▽

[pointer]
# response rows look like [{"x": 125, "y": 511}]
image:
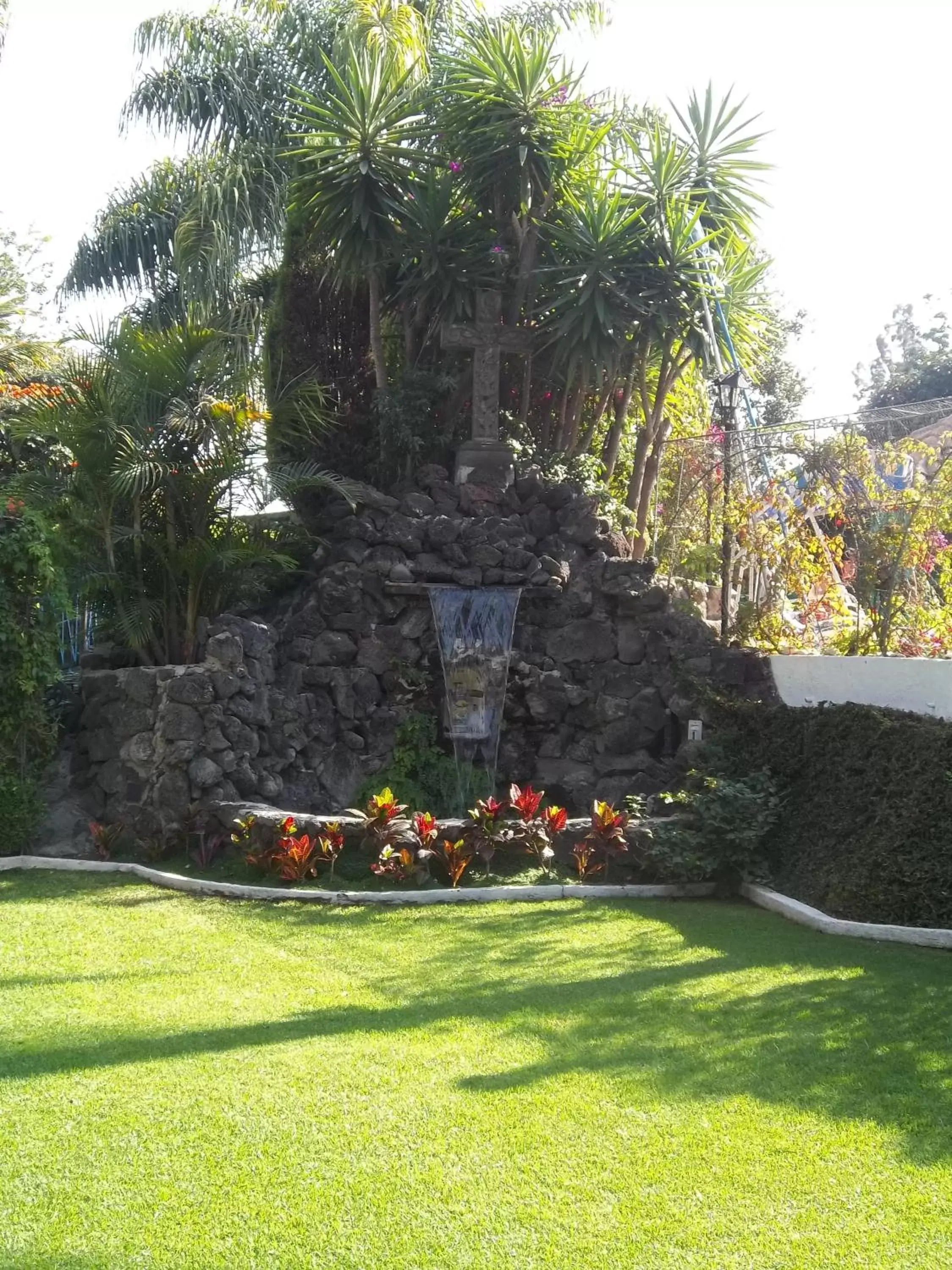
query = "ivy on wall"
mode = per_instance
[{"x": 867, "y": 806}]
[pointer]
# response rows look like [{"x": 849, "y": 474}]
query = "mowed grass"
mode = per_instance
[{"x": 202, "y": 1084}]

△

→ Short task
Return all of the records above line for line without any changes, leaving out the pictures.

→ Written answer
[pointer]
# response rows look like [{"x": 125, "y": 511}]
image:
query = "ivy on wall"
mode = per_instance
[{"x": 867, "y": 806}]
[pointer]
# response rows look like [{"x": 849, "y": 474}]
query = "mowed grass"
mode = per_instance
[{"x": 202, "y": 1084}]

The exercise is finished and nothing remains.